DO THIS: Quote the listing in full, exactly as given, minus any pictures.

--- begin ---

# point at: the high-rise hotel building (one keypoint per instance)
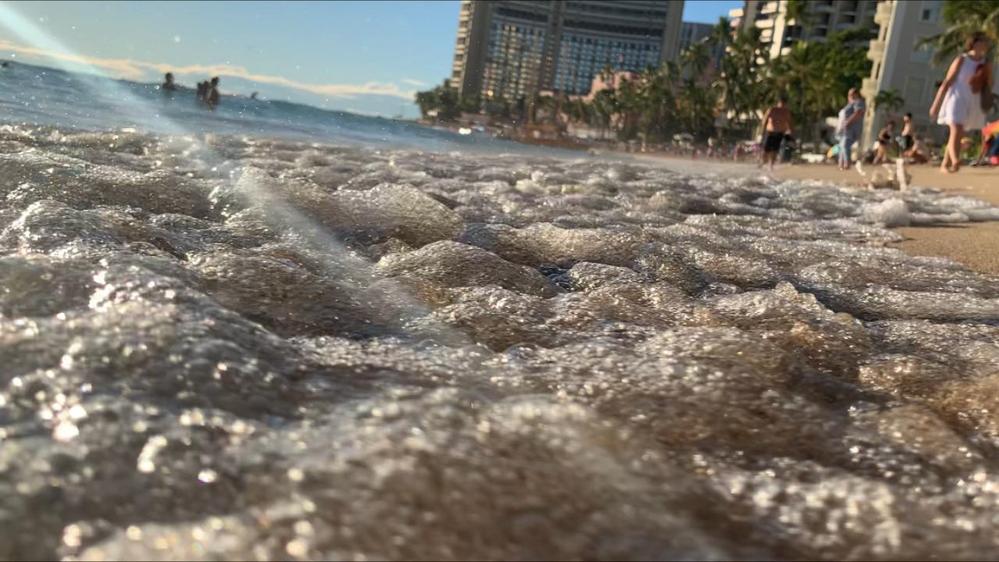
(515, 48)
(778, 31)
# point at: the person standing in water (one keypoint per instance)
(851, 123)
(212, 95)
(959, 103)
(908, 133)
(776, 125)
(168, 83)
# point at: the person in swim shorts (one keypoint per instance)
(776, 125)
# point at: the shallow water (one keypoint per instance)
(250, 348)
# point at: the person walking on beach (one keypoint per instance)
(884, 142)
(908, 134)
(776, 125)
(964, 97)
(851, 123)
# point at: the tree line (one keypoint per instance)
(726, 98)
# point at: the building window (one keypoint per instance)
(913, 92)
(921, 52)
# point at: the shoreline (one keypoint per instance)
(974, 245)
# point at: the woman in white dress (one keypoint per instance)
(958, 103)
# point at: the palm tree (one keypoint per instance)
(963, 17)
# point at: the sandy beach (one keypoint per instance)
(972, 244)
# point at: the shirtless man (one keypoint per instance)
(776, 124)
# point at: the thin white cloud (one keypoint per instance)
(137, 70)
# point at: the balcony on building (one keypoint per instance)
(883, 14)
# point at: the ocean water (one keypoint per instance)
(47, 96)
(240, 336)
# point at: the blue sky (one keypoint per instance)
(364, 56)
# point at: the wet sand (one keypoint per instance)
(976, 245)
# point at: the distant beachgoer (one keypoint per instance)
(919, 153)
(212, 96)
(908, 132)
(959, 103)
(884, 142)
(168, 83)
(776, 126)
(851, 123)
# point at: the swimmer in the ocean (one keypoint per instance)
(212, 95)
(168, 83)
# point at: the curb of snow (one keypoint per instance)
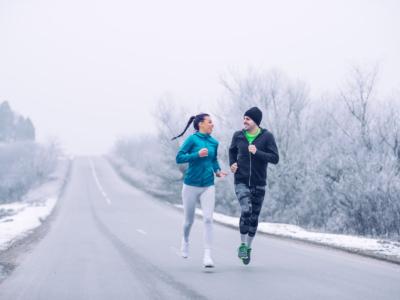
(34, 208)
(375, 248)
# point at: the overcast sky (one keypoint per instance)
(90, 71)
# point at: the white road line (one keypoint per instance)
(141, 231)
(175, 251)
(96, 179)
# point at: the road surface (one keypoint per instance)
(109, 240)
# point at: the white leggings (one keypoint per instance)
(206, 195)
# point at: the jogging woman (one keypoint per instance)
(200, 151)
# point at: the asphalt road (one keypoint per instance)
(109, 240)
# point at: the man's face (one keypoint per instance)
(248, 123)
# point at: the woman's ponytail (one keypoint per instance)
(187, 126)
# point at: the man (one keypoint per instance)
(249, 154)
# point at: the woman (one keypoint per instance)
(200, 151)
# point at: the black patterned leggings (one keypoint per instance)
(251, 200)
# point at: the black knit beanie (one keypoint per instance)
(255, 114)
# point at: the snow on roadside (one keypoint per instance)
(378, 247)
(20, 218)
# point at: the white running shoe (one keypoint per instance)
(184, 249)
(207, 260)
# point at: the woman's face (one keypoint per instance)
(206, 126)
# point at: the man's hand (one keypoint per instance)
(221, 174)
(252, 149)
(203, 152)
(234, 168)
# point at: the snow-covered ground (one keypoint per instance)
(18, 219)
(374, 247)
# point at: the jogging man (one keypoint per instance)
(249, 154)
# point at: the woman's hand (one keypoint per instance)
(234, 168)
(221, 174)
(203, 152)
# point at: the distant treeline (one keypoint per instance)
(14, 127)
(339, 168)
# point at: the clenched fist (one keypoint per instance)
(203, 152)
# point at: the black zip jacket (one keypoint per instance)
(252, 168)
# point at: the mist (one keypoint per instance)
(90, 72)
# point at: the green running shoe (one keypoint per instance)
(246, 261)
(242, 251)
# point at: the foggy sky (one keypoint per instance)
(91, 71)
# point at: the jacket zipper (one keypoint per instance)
(250, 156)
(250, 168)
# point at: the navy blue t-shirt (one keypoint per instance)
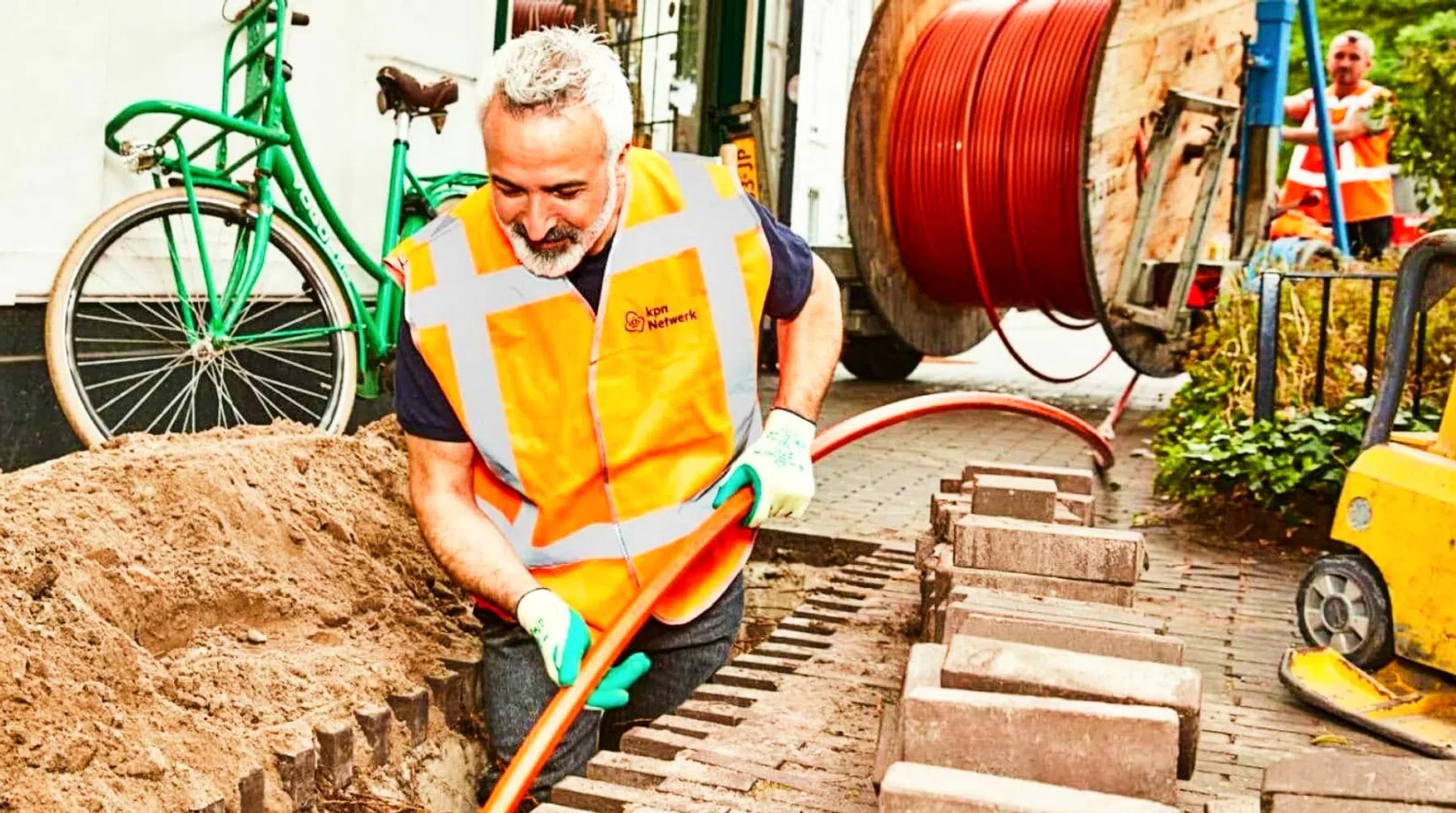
(424, 410)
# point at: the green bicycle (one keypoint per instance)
(202, 303)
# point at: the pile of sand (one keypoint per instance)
(175, 608)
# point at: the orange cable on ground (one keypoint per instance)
(568, 703)
(986, 159)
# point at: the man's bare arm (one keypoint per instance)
(1353, 127)
(469, 547)
(809, 346)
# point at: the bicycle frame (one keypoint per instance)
(267, 118)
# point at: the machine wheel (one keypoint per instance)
(880, 358)
(1343, 604)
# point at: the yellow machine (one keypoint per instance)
(1381, 618)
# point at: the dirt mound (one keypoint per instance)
(175, 608)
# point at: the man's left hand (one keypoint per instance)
(779, 468)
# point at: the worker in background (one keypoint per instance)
(577, 383)
(1361, 134)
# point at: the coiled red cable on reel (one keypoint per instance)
(530, 15)
(986, 155)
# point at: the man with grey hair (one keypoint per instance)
(1361, 134)
(577, 381)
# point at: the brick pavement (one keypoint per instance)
(1231, 603)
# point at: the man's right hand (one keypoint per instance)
(562, 637)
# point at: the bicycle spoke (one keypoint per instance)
(145, 399)
(324, 374)
(124, 358)
(120, 379)
(146, 326)
(130, 341)
(188, 397)
(273, 307)
(287, 346)
(166, 409)
(284, 384)
(245, 375)
(273, 384)
(226, 396)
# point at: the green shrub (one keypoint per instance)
(1212, 454)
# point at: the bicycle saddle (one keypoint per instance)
(405, 93)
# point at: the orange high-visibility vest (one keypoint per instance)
(601, 438)
(1361, 163)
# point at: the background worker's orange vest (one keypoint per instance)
(1361, 163)
(601, 439)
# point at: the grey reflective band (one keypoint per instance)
(461, 300)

--- end ---

SOLUTION:
# point at: the high-rise hotel building (one keypoint per instance)
(515, 48)
(778, 31)
# point at: the person standing in water (one keypoint per instance)
(851, 123)
(212, 95)
(959, 103)
(908, 133)
(776, 125)
(168, 83)
# point at: the person in swim shorts (one keypoint per instance)
(776, 125)
# point at: the shallow water (one keypoint per instance)
(250, 348)
# point at: the person walking on beach (one keypoint per instance)
(884, 142)
(908, 134)
(776, 125)
(964, 97)
(851, 123)
# point at: the tree line (one keypoint per instance)
(726, 98)
# point at: the building window (one keypoint per instance)
(913, 92)
(921, 52)
# point at: the shoreline (one keypoint per instance)
(974, 245)
# point at: the woman in white dress (one keypoint per instance)
(958, 103)
# point at: the palm tree (one keypoint per instance)
(963, 17)
# point at: the sandy beach (one keypoint per instance)
(972, 244)
# point at: the shirtless man (one keypoint per instance)
(776, 124)
# point at: the thin white cloud (one keypoint per instance)
(137, 70)
# point at: the balcony on building (one keypoint per instance)
(883, 14)
# point at: the ocean water (one keypoint per instance)
(47, 96)
(240, 336)
# point at: the blue sky (one keypoint per instance)
(364, 56)
# point at: the wet sand (one keypoint per instance)
(976, 245)
# point at: the distant beachgoer (one keypoint per instance)
(919, 153)
(212, 96)
(908, 132)
(959, 103)
(884, 142)
(168, 83)
(776, 126)
(851, 123)
# point at: the swimmer in the ocean (one keypoint per instance)
(212, 95)
(168, 83)
# point at: the curb of snow (one keypoint per instance)
(34, 208)
(375, 248)
# point at: the overcast sky (one keypoint per instance)
(90, 71)
# point at: the white road line (one keypoint per instance)
(141, 231)
(175, 251)
(96, 179)
# point at: the road surface (one keypoint per instance)
(109, 240)
# point at: the white leggings (one keypoint per instance)
(206, 195)
# point at: the jogging woman (one keypoint per instance)
(200, 151)
# point at: the asphalt road (one keypoint per instance)
(109, 240)
# point at: the man's face (one keypoint per instance)
(248, 123)
# point at: the woman's ponytail (one keypoint per instance)
(187, 126)
# point at: the man (one keypoint per instance)
(249, 154)
# point at: the woman (one keypoint per instance)
(200, 151)
# point at: the black patterned leggings (one keypoint per instance)
(251, 200)
# point at: the black knit beanie (one keypoint per instance)
(255, 114)
# point at: the snow on roadside (one keypoint per instance)
(378, 247)
(20, 218)
# point at: the white running shoe (one keypoint per instance)
(184, 249)
(207, 260)
# point at: the woman's face (one keypoint per instance)
(206, 126)
# point at: the man's hand (one keypoint per instance)
(221, 174)
(252, 149)
(203, 152)
(234, 168)
# point at: the snow-covered ground (one keypoint per instance)
(18, 219)
(374, 247)
# point at: the jogging man (one keypoint per instance)
(249, 154)
# point at: the woman's hand (one keypoint per instance)
(234, 168)
(221, 174)
(203, 152)
# point at: the distant treeline (one keypoint per instance)
(14, 127)
(339, 168)
# point at: the clenched fist (one keypoint per instance)
(203, 152)
# point at: the black zip jacket (one keypoint per instance)
(252, 168)
# point at: the mist (one keypoint per instance)
(90, 72)
# point at: the green running shoe (one keypoint per instance)
(246, 261)
(242, 251)
# point at: the foggy sky (one keypoint per instance)
(91, 71)
# point at: the jacket zipper (one keypoint per instance)
(250, 156)
(250, 168)
# point at: the navy blue t-shirt (one keypoint per instance)
(424, 410)
# point at: the green bicycle (one keypoint per instance)
(202, 303)
# point at: the pile of sand (one keypoint per instance)
(175, 608)
# point at: the orange cable on ground (one keypoint per instance)
(568, 703)
(986, 159)
# point at: the man's bare arm (one keypoint per instance)
(1353, 127)
(469, 547)
(809, 346)
# point at: the bicycle frame (one keypoint per instance)
(267, 118)
# point at: the machine wheel (one keypoint per instance)
(880, 358)
(1343, 604)
# point at: the yellow machine (one keypoint per instance)
(1381, 618)
# point at: the dirt mound (one keypoint per instance)
(175, 608)
# point at: the man's left hand (one keypoint per instance)
(779, 468)
# point at: the worker in background (one keypoint per instance)
(577, 383)
(1361, 134)
# point at: the coiled red cable on reel (one keypoint per instance)
(530, 15)
(986, 155)
# point at: the man with grey hair (one keypoint per instance)
(1361, 134)
(577, 381)
# point at: the brick pavement (one keypoint per instance)
(1231, 603)
# point at: the man's right hand (one keypoint per instance)
(562, 637)
# point at: the bicycle spoke (one keypoint per instance)
(145, 399)
(324, 374)
(124, 358)
(120, 379)
(146, 326)
(130, 341)
(188, 397)
(273, 307)
(287, 346)
(166, 409)
(284, 384)
(245, 375)
(273, 384)
(226, 396)
# point at: the green shrub (one keypoint per instance)
(1212, 454)
# point at: the bicycle saddle (one keypoint per instance)
(405, 93)
# point at: the orange high-visibility vest (one keypoint per instance)
(601, 438)
(1361, 163)
# point at: the background worker's orange vest (one keypoint per instance)
(1361, 163)
(601, 439)
# point at: the grey reflective band (one keypoint per instance)
(461, 300)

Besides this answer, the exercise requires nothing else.